» **DIRECTIONS**
Repeat exactly the lines from the one containing "Report the position of each instance of the inspection" through the last line of the records below, both included, and nothing else.

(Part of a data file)
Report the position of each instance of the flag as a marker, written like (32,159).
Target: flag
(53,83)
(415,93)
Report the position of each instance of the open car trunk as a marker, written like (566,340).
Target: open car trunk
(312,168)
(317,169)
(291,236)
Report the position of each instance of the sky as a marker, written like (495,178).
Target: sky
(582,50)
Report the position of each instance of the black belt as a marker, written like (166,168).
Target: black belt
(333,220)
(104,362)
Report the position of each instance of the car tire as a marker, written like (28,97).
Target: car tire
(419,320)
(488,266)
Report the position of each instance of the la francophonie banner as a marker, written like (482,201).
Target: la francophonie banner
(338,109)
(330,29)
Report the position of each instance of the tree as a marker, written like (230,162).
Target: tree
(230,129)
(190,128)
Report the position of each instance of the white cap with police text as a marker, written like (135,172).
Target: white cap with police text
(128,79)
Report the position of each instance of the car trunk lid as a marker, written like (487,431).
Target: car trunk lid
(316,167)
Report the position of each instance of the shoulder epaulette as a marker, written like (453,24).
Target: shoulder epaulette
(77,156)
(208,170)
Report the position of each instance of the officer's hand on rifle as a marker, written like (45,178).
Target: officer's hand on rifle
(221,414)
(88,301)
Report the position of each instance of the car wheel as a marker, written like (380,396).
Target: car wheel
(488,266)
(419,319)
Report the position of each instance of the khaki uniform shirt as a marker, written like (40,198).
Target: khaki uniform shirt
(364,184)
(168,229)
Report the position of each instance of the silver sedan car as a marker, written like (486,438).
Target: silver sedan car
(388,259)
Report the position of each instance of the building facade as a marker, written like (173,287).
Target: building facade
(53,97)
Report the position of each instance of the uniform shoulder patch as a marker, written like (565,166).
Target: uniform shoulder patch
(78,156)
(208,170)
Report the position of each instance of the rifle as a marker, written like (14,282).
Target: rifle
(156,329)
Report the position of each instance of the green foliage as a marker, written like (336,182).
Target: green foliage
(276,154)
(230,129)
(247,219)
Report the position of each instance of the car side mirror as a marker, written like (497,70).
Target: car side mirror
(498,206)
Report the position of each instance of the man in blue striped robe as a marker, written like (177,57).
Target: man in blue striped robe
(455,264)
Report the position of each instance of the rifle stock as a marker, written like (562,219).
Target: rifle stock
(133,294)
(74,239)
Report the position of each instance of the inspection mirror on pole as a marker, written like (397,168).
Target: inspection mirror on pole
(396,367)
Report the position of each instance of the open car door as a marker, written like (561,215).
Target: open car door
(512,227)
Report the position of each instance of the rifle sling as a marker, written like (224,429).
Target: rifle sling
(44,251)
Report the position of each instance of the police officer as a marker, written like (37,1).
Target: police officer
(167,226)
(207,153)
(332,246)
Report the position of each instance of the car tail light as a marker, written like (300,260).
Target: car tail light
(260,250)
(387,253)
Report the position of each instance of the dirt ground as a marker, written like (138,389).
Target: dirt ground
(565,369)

» **RESULT OF THE EXERCISE**
Report the position of each instance of the inspection mirror on pole as a marker, written like (397,168).
Target: inspection mirror on pole
(396,367)
Report the position of each instance of the open car door as a marker, written like (561,215).
Target: open car door
(512,227)
Report the position of each instance of the rifle sling as a marker, written like (224,429).
Target: rifle sling
(44,251)
Report the position of each instance of the police officer as a marker, written like (37,1).
Target: police officer
(167,226)
(207,153)
(332,246)
Report the position of each instance of the car tail light as a marker, written like (300,260).
Target: car tail light
(260,250)
(387,253)
Report the position of each instance of the dirt ground as a marker, written like (138,389).
Target: dirt ground
(565,369)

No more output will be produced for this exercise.